> _TEXTE DE LA PAGE_
-=-=-=-=-

Gao - Ansongo (97km).
(Mali)

   

Les bords du Niger à Gao.

Ce matin, je récupère enfin l’assurance si nécessaire et si inutile, la police nous rend nos passeports, et l’on réussit à changer des francs à la banque… Il faut toute la matinée pour mener à bien ces quelques formalités de départ ! Nous mangeons comme des goinfres, et nous payons, à l’hôtel, une addition longue comme une file d’attente de cinéma ! Cinq jours de pension à l’hôtel Atlantide, ce n’est pas donné !

Nous nous étions habitués trop vite à la douche quotidienne, au repos sur le lit, au semi-confort, et quand nous retrouvons la tôle ondulée, six kilomètres après Gao, nous comprenons que le voyage continue. Nous traversons des palmeraies presque miteuses, des campagnes presque verdoyantes, nous louvoyons entre les ornières, nous vibrons sur la tôle ondulée, et Pancho répète inlassablement : « C’est quand même mieux que Bourem - Gao ! » Il se console en faisant appel à ses souvenirs, Pancho !

-=-=-=-=-

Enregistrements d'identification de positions
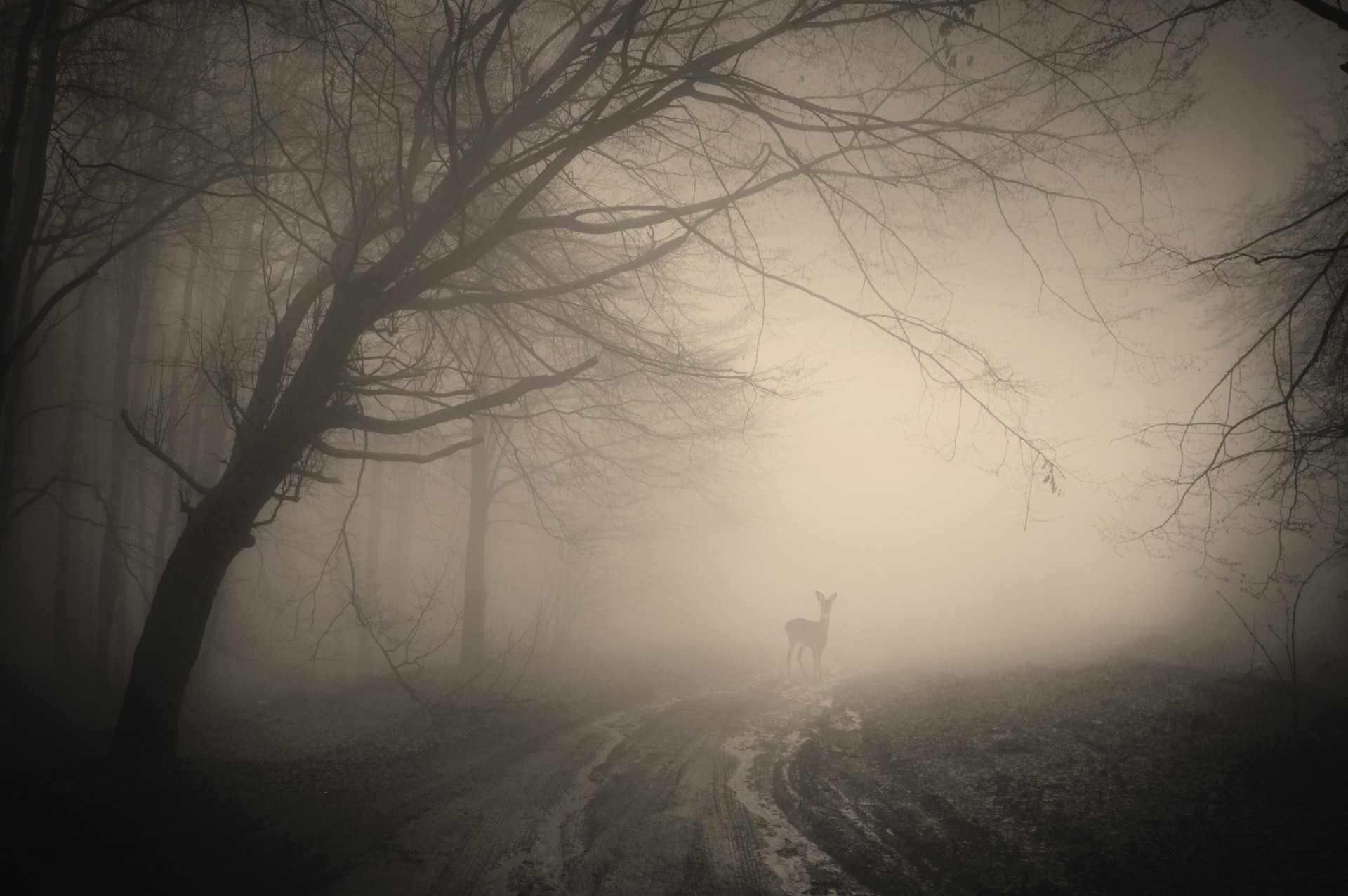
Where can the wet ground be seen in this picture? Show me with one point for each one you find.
(1094, 780)
(669, 794)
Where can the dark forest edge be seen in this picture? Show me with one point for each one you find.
(1119, 778)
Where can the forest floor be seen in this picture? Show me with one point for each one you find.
(712, 778)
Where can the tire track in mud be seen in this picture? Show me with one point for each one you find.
(674, 796)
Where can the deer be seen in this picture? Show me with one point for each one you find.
(802, 632)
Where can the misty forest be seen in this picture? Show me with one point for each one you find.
(661, 447)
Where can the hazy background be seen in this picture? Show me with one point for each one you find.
(864, 485)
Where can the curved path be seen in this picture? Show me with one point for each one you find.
(674, 796)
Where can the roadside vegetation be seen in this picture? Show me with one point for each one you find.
(1104, 779)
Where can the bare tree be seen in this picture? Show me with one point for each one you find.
(1258, 488)
(410, 159)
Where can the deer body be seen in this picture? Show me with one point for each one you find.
(802, 632)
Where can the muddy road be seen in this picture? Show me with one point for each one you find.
(669, 796)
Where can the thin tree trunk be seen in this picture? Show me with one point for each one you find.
(111, 577)
(10, 438)
(370, 589)
(473, 651)
(218, 531)
(180, 350)
(62, 596)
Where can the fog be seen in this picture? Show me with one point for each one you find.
(467, 390)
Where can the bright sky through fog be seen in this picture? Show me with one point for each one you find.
(927, 553)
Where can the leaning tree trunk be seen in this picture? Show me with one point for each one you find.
(218, 530)
(472, 655)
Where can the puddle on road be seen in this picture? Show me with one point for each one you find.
(542, 867)
(789, 853)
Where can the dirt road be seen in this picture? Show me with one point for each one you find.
(673, 796)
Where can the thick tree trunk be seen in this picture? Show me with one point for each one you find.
(218, 530)
(473, 647)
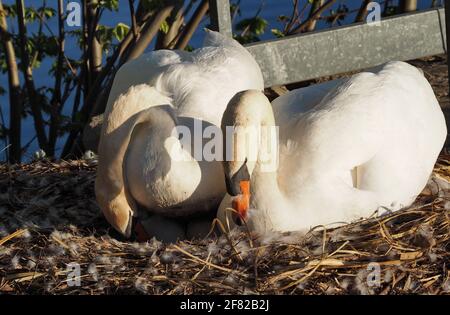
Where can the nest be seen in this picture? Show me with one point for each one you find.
(54, 240)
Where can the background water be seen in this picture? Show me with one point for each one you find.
(269, 10)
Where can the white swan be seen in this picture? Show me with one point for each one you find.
(141, 161)
(346, 147)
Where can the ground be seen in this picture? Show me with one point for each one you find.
(54, 240)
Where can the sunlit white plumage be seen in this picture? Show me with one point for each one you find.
(346, 148)
(150, 96)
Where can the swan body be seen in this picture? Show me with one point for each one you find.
(142, 163)
(345, 148)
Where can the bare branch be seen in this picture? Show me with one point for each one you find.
(192, 25)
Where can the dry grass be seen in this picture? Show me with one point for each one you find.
(49, 219)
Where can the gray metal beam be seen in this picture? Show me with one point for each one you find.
(220, 16)
(307, 56)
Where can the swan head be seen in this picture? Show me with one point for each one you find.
(243, 123)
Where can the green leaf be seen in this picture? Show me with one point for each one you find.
(277, 32)
(255, 25)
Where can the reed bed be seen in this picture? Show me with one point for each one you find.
(49, 220)
(51, 224)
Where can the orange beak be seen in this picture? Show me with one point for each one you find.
(241, 203)
(141, 233)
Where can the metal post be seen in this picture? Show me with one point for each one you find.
(219, 11)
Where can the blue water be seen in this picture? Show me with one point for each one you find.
(269, 10)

-=-=-=-=-

> _CONSIGNE RÉDIGÉE 1_
Recopiez le passage du récit de voyage qui commence par les mots "Nous nous étions" et se termine par "ses souvenirs, Pancho !", en substituant "piste sablonneuse" à "tôle ondulée".
> _CONSIGNE RÉDIGÉE 2_
Relevez et recopiez chaque ligne des enregistrements où figure le mot "white".

> _RÉPONSE COMPLÈTE 1_
Nous nous étions habitués trop vite à la douche quotidienne, au repos sur le lit, au semi-confort, et quand nous retrouvons la piste sablonneuse, six kilomètres après Gao, nous comprenons que le voyage continue. Nous traversons des palmeraies presque miteuses, des campagnes presque verdoyantes, nous louvoyons entre les ornières, nous vibrons sur la piste sablonneuse, et Pancho répète inlassablement : « C’est quand même mieux que Bourem - Gao ! » Il se console en faisant appel à ses souvenirs, Pancho !

> _RÉPONSE COMPLÈTE 2_
Where can the white swan be seen in this picture? Show me with one point for each one you find.
Where can the sunlit white plumage be seen in this picture? Show me with one point for each one you find.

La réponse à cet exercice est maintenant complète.